BEGIN TASK INPUTS
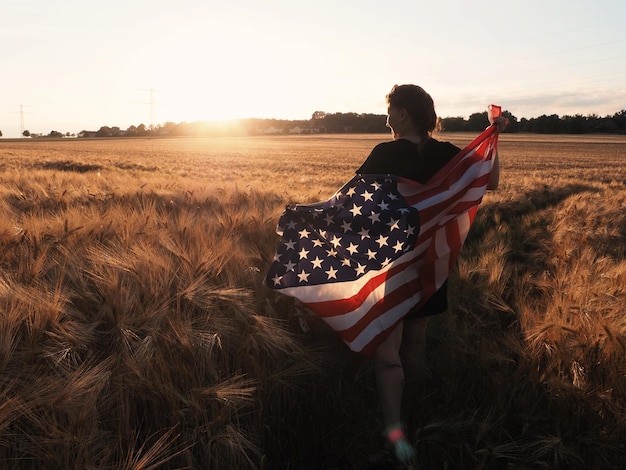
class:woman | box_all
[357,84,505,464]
END TASK INPUTS
BEGIN TASK INPUTS
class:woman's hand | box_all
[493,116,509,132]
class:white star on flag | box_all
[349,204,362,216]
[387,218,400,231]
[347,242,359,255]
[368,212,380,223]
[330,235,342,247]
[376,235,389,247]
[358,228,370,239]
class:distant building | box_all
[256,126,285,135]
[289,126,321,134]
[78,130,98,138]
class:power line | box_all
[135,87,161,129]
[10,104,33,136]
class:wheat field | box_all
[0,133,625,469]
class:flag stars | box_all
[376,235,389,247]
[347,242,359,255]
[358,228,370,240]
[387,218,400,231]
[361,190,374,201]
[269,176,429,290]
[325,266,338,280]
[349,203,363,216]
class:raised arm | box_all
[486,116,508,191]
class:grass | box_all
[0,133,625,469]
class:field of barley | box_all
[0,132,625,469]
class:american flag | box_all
END TASK INPUTS
# [PROBLEM REQUIREMENTS]
The answer is the run of lines above from the line containing "class:field of barley | box_all" through the line containing "class:american flag | box_all", copied exactly and alone.

# [REPLY]
class:field of barley | box_all
[0,132,625,469]
class:american flag | box_all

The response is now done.